#### Passage given
Embeddings

Shaktiman uses Ollama to generate vector embeddings for semantic search. This page covers the knobs that actually ship, grouped by what they affect.

The authoritative schema is [embedding] in Config File.

Provider

Today the only embedding client is Ollama (internal/vector/ollama.go). Point it at any compatible Ollama-served model via:

[embedding]
ollama_url = "http://localhost:11434"
model = "nomic-embed-text"
dims = 768

dims must match what the model actually produces. Common combinations:

Model	`dims`
`nomic-embed-text`	768
`mxbai-embed-large`	1024
`snowflake-arctic-embed-m`	768

If dims and the model disagree you'll get insertion errors or silently wrong results — there's no cross-check. See Known Limitations.

Task prefixes

Some embedding models — nomic-embed-text notably — are trained with task-specific prefixes. Using them improves retrieval quality noticeably:

[embedding]
query_prefix = "search_query: "
document_prefix = "search_document: "

#### Provided data

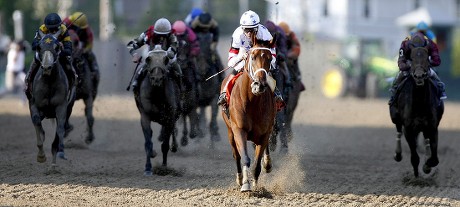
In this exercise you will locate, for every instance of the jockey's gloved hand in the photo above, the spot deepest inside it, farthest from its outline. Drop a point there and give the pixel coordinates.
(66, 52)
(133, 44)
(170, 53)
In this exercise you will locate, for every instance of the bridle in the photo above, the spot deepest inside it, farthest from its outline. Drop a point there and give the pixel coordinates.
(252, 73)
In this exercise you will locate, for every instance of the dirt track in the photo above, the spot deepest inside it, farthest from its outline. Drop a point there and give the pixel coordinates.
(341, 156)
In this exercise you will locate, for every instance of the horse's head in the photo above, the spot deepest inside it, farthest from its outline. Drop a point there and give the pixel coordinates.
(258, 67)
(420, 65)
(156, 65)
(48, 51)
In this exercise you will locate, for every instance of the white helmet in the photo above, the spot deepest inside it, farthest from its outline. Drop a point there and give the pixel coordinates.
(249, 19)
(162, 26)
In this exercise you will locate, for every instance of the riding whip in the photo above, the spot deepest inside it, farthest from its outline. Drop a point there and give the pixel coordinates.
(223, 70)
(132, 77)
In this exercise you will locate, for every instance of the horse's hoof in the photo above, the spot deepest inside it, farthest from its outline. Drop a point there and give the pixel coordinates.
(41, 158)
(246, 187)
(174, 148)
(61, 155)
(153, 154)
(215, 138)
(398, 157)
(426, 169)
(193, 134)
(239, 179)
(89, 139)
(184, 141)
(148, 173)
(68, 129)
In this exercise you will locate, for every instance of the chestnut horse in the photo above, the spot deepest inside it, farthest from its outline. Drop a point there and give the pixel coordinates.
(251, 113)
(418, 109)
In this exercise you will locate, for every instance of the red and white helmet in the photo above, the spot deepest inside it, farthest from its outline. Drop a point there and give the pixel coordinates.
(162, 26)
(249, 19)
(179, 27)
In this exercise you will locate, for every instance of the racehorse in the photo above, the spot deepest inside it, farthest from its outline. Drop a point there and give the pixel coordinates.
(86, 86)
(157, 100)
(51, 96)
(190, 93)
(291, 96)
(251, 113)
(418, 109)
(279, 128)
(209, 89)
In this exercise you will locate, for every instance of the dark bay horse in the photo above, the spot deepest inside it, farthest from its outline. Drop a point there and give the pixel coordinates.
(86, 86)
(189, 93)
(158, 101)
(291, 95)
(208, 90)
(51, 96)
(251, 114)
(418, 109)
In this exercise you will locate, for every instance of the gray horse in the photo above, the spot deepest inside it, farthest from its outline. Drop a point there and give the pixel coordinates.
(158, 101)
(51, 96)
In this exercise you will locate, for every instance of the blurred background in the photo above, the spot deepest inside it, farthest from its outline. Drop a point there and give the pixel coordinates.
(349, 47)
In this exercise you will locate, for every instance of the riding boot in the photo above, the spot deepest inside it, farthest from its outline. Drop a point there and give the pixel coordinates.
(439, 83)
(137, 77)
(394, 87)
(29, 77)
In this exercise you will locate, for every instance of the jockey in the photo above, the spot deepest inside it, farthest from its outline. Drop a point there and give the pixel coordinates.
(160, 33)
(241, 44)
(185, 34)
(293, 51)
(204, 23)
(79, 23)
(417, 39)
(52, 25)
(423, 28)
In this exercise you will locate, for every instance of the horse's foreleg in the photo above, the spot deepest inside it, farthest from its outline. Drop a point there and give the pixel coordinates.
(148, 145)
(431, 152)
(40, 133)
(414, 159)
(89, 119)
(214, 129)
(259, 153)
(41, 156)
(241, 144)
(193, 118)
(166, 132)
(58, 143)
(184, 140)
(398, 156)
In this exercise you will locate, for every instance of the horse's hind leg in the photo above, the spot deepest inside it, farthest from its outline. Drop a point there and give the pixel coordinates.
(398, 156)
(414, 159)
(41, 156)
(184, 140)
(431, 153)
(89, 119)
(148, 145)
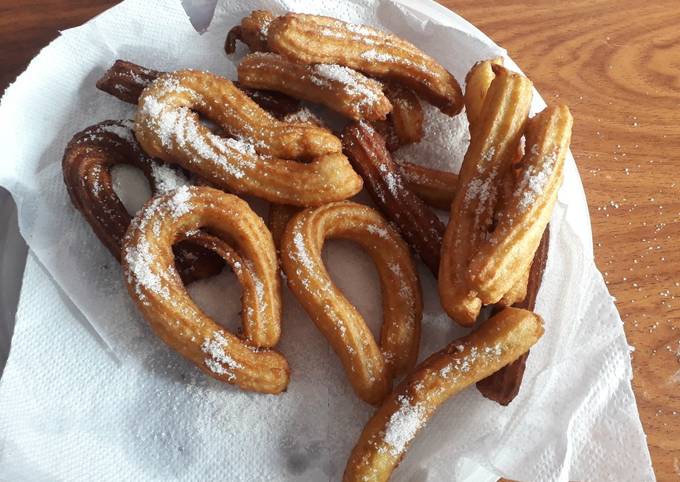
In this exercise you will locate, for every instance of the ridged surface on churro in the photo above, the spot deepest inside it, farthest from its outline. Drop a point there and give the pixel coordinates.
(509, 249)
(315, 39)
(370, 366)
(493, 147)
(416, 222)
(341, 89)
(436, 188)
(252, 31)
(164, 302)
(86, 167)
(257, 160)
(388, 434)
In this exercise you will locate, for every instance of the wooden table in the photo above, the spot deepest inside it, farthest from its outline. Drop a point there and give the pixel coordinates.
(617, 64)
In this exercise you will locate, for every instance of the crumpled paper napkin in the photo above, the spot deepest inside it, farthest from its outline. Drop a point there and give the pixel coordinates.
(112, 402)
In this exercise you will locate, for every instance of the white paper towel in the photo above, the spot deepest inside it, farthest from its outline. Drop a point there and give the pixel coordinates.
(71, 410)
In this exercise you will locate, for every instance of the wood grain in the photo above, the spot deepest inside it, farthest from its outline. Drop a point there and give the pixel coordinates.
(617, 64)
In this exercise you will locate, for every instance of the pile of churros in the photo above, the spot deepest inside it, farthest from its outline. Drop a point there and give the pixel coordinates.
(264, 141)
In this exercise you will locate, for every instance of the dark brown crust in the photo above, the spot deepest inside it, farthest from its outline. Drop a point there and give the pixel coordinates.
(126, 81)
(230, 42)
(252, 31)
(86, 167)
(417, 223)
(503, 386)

#### Description of the task
Please carry the Shaktiman embeddings page forward from its last line, continuing it in the same style.

#### Result of the exercise
query_prefix is prepended to every search query before it's sent to Ollama. document_prefix is prepended to every chunk before embedding. Leave both empty for models that don't use prefixes.

Batching and timeout

[embedding]
batch_size = 128
timeout = "120s"

batch_size — how many chunks go into a single /api/embed request. Higher throughput on a fast GPU, more memory used on the Ollama side. Default 128 is safe for nomic-embed-text on most machines.
timeout — HTTP timeout for a single batch. 120s is generous; lower it if you'd rather fail fast. On failure the circuit breaker opens — see below.

Circuit breaker

The embedding worker wraps the Ollama client in a circuit breaker:

State	Behaviour
`closed`	Normal operation; batches flow through.
`open`	Embedding paused after repeated failures. Retries after a cooldown.
`half_open`	Probe batch in flight to see if Ollama recovered.
`disabled`	Permanently off — either by config (`embedding.enabled = false`) or after extended unavailability. Restart `shaktimand` to retry.

Check the state with enrichment_status. When it's not closed, semantic search automatically falls back to keyword ranking.

Daemon vs CLI indexing

Shaktiman has two code paths that populate the index, and they handle embeddings differently — worth knowing so the defaults don't surprise you.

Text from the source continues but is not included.